Exercise task:
Copy each of the rows below word for word, and leave the pictures out of your copy.

[Data rows]
------------------------------

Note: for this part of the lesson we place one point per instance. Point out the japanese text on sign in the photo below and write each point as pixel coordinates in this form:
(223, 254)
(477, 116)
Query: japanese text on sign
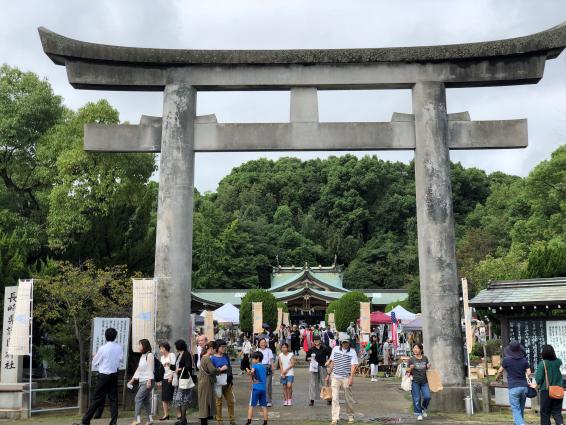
(122, 326)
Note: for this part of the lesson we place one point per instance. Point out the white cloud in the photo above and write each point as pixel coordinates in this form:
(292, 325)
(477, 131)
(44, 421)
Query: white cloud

------------------------------

Result of the exercise:
Note: for this part of the lesson we place one point per instance. Point out the japanese text on sign in the photo below and write each point as pixel coordinates in this form:
(223, 254)
(477, 116)
Query: japanese text on sign
(122, 326)
Note: for this part of the lesson we place one point per instance. Point out the white cloud in the photo above and write each point as pixel coordinates in this form:
(292, 325)
(477, 131)
(44, 421)
Query: white cloud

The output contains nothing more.